## Task statement
When the line with "Record the location of each instance of the dark foreground" comes up, set it down and every later line to the end of the data, exactly and without pictures.

## Information given
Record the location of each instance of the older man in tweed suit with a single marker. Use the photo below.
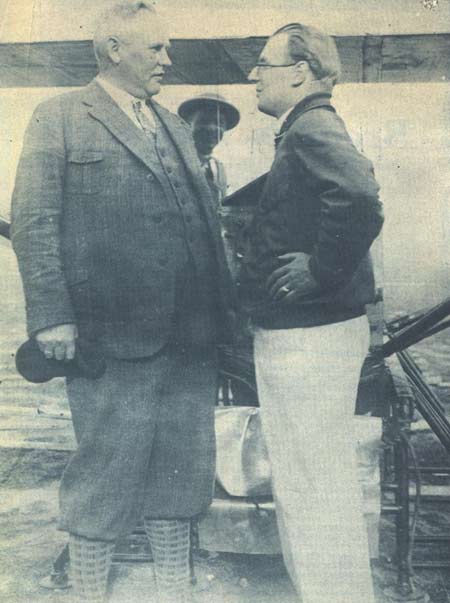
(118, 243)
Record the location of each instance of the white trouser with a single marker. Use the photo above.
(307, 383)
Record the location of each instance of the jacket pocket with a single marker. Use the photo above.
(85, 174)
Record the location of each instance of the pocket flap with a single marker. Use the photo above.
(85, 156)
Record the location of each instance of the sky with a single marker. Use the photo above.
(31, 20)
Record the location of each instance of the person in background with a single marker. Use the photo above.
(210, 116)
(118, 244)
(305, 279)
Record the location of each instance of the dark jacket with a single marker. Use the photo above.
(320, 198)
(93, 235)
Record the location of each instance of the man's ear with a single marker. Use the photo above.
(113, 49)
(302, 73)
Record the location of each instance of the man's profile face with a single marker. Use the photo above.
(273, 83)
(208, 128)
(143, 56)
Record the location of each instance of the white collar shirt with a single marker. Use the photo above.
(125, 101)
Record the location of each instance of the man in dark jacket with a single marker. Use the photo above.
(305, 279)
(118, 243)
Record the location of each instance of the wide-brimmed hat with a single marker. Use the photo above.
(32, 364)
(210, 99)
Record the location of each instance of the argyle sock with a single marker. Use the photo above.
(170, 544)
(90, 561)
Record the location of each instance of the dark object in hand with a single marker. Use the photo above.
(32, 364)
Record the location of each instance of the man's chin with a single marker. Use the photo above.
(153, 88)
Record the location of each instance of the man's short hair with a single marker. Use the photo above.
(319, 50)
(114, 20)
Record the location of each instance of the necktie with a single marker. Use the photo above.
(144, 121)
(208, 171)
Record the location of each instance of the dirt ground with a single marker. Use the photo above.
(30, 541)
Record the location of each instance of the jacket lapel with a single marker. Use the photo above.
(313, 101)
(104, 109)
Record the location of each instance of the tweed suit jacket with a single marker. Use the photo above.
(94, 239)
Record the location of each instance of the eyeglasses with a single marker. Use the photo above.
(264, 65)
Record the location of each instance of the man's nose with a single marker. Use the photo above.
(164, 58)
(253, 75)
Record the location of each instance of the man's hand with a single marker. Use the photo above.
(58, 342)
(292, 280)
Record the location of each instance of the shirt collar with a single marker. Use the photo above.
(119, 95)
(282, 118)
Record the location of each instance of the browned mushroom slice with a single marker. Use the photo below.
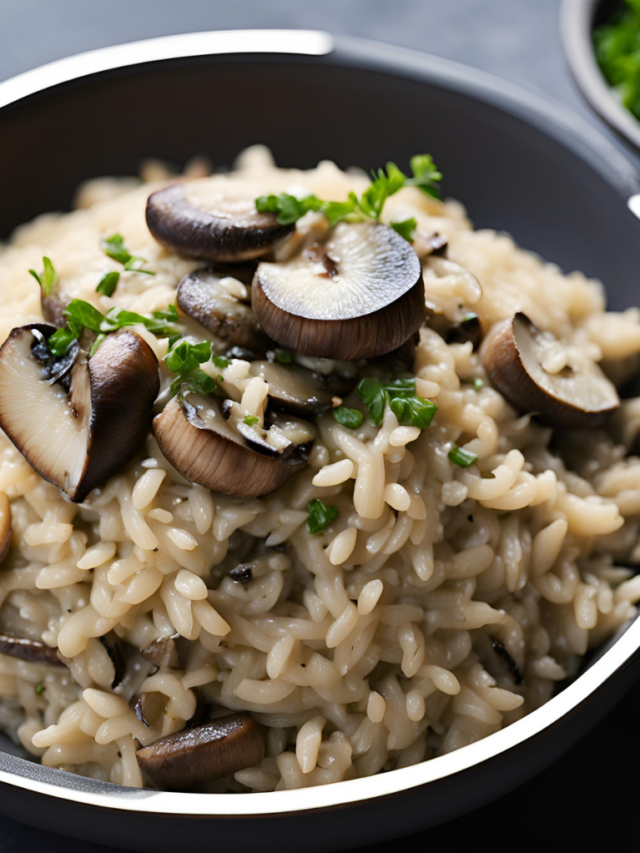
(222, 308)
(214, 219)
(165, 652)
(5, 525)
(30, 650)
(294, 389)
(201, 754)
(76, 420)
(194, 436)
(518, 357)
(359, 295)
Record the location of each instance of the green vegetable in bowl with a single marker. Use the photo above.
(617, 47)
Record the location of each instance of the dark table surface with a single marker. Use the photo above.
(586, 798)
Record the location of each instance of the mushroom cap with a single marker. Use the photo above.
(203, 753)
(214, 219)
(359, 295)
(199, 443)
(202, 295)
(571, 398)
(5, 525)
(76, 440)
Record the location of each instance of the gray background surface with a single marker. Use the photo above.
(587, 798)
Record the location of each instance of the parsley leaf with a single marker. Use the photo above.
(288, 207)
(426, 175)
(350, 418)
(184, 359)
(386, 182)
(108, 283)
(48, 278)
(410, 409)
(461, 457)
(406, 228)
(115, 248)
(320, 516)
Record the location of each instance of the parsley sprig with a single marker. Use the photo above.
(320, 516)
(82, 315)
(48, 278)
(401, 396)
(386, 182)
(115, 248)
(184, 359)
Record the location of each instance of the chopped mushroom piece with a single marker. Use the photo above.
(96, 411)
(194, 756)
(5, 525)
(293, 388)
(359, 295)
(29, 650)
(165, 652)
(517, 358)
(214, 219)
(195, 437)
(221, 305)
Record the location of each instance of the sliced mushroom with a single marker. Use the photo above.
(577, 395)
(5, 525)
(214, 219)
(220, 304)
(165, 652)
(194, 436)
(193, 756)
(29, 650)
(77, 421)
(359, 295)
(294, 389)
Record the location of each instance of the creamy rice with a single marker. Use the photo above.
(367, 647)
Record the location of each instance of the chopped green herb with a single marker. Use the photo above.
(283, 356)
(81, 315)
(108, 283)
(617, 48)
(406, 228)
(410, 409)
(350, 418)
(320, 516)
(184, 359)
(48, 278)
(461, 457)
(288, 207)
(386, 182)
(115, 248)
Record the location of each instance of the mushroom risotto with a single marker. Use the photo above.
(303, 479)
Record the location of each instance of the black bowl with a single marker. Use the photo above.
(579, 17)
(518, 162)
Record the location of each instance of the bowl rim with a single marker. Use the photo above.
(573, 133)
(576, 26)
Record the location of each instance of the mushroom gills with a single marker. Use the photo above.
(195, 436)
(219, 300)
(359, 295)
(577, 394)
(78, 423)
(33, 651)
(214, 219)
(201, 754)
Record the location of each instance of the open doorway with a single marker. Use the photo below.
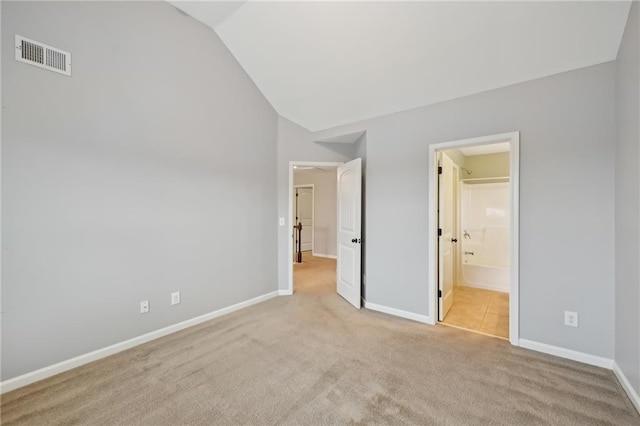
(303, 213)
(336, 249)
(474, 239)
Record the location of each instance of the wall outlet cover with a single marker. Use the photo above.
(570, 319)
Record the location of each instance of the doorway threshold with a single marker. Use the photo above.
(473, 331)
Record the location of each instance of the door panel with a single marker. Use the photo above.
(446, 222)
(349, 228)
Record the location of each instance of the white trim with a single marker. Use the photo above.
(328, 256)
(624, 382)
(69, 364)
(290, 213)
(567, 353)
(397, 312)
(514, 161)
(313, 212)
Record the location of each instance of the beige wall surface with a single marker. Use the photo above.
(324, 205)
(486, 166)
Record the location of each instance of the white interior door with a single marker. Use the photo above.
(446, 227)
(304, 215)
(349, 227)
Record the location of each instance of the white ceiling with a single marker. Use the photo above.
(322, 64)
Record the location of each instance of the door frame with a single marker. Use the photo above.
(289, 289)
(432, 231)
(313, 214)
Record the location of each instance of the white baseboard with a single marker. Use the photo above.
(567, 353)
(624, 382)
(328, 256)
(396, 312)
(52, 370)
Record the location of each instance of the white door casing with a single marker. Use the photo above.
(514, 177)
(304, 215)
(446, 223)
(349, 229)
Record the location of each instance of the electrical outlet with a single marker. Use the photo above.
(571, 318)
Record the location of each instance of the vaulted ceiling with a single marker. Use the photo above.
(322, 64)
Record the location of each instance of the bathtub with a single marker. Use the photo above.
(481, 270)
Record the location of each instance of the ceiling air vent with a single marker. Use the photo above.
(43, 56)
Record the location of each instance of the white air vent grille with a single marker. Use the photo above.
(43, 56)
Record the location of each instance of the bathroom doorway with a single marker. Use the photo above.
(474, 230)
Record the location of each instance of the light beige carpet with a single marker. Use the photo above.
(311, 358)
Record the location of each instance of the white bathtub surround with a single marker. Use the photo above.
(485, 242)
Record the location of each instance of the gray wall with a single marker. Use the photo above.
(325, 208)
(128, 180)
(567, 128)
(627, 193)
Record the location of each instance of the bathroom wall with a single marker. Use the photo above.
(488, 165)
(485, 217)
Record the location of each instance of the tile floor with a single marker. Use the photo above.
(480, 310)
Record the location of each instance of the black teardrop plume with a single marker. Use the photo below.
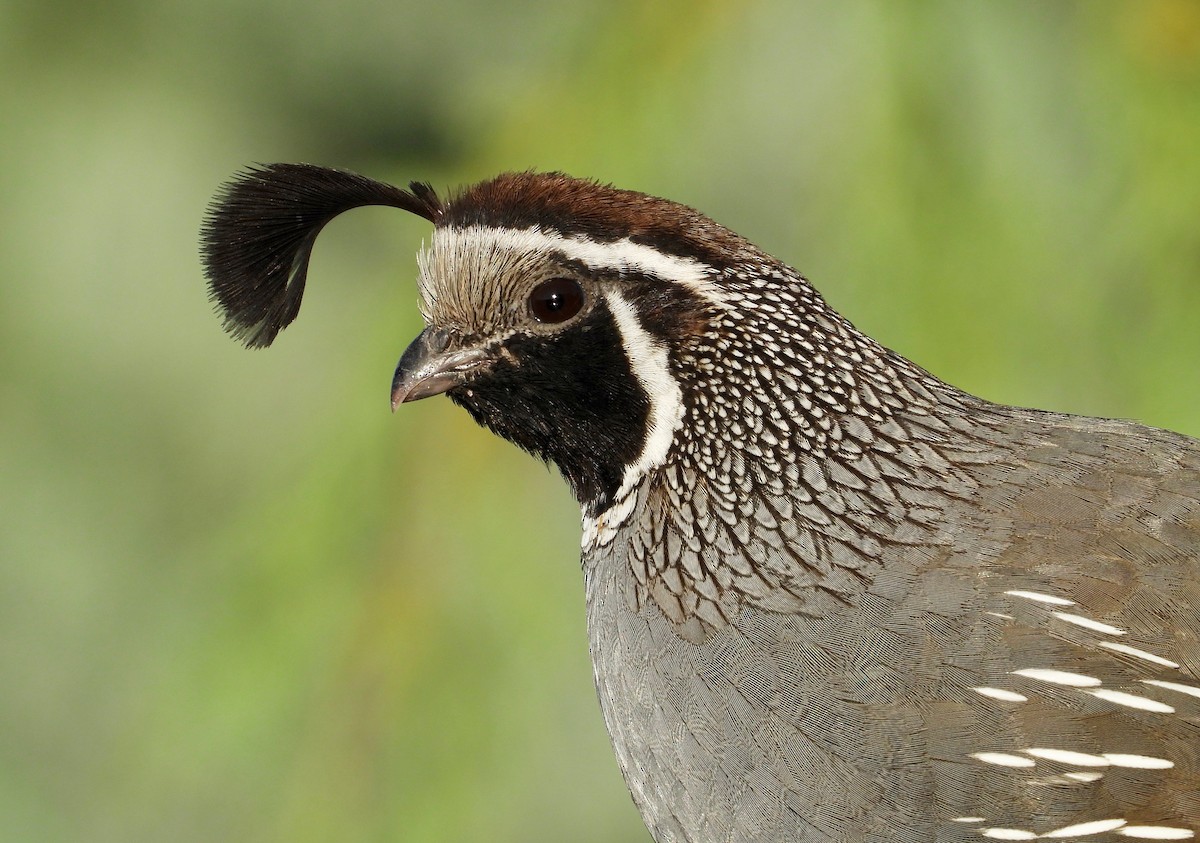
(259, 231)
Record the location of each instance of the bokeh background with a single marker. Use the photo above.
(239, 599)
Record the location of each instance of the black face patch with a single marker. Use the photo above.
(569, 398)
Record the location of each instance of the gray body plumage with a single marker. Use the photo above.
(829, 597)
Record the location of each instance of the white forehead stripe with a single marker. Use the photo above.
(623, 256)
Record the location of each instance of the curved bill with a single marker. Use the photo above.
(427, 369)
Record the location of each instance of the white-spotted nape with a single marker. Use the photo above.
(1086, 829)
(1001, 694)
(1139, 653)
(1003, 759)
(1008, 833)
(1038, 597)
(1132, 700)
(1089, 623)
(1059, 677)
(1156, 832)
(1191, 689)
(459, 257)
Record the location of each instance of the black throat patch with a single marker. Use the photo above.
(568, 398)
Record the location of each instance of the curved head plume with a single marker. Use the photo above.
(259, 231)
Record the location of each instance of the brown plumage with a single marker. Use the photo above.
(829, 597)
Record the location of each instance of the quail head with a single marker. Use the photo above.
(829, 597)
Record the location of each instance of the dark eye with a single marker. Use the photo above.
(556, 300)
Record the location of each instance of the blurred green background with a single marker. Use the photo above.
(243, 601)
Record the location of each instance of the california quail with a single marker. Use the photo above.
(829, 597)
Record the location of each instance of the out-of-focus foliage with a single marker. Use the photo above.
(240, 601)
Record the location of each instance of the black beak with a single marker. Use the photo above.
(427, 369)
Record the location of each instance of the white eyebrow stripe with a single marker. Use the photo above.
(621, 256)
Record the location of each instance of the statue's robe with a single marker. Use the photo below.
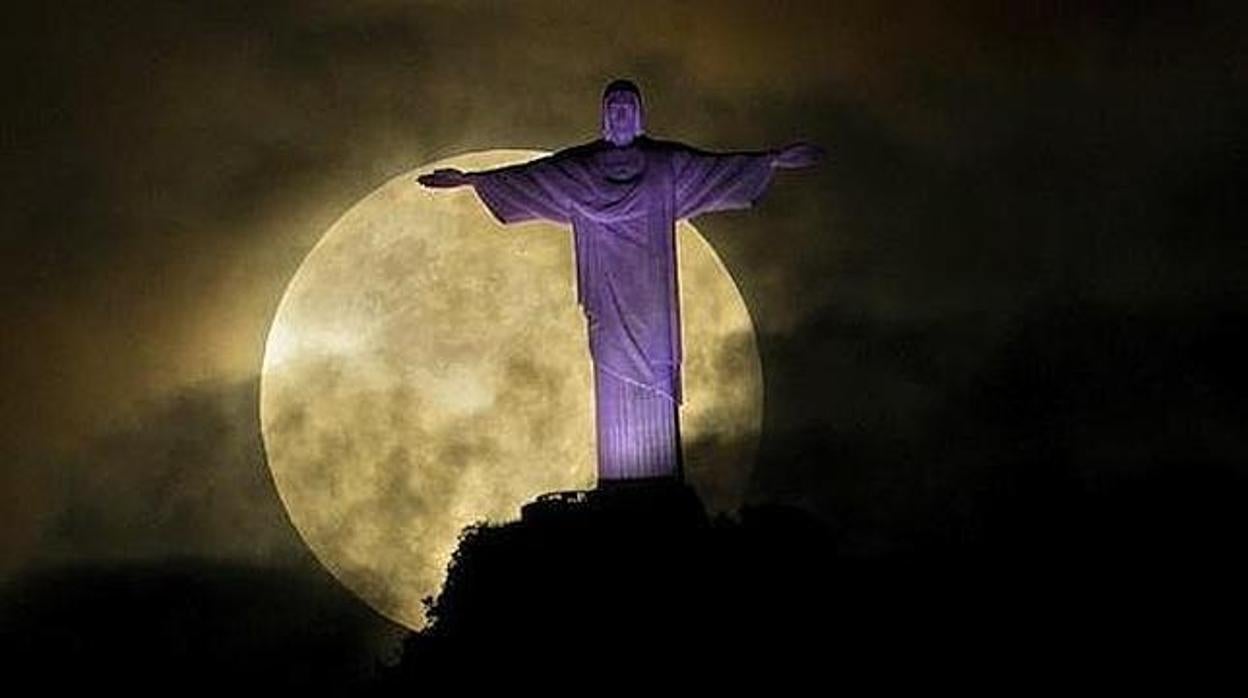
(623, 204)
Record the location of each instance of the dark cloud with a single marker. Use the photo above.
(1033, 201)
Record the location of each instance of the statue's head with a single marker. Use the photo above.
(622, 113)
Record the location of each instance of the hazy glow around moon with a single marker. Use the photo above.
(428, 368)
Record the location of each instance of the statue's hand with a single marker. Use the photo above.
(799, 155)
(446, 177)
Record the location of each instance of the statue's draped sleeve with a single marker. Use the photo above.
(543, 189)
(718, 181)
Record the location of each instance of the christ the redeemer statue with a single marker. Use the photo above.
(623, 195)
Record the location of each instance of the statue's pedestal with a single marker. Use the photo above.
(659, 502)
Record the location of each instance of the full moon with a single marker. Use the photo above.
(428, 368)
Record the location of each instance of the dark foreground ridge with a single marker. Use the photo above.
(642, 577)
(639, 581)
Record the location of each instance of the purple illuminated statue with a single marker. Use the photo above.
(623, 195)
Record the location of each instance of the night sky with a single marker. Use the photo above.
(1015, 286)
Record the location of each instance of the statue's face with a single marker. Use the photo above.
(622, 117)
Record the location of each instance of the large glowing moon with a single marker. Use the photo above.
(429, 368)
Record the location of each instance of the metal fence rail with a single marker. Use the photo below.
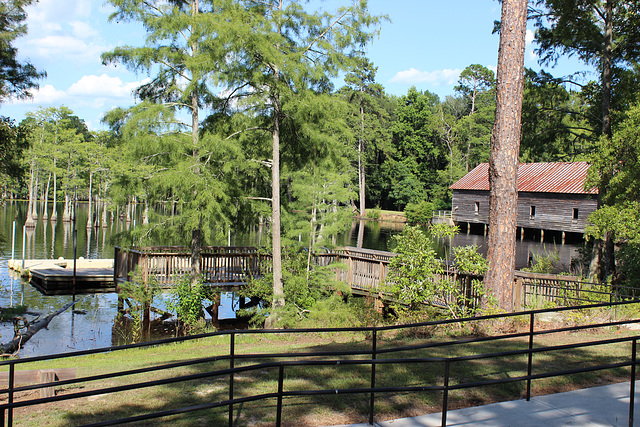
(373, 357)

## Your response
Record the location of each instance of the dark foreground ridge with a single marker. Use the photo above.
(642, 577)
(639, 581)
Record the location of each instance of the purple illuminated statue with a single marker. Use the photo above.
(623, 195)
Record the location of each instance of the night sky with a single marker. Use the photo above.
(1015, 286)
Record the location of each instance of the statue's face with a single marker. Use the photo above.
(622, 117)
Record the location of each instance of the large glowing moon with a single marker. Use the photo above.
(429, 368)
Record the location of each instance of the metal fence rail with a single marker. Use the photo below.
(373, 357)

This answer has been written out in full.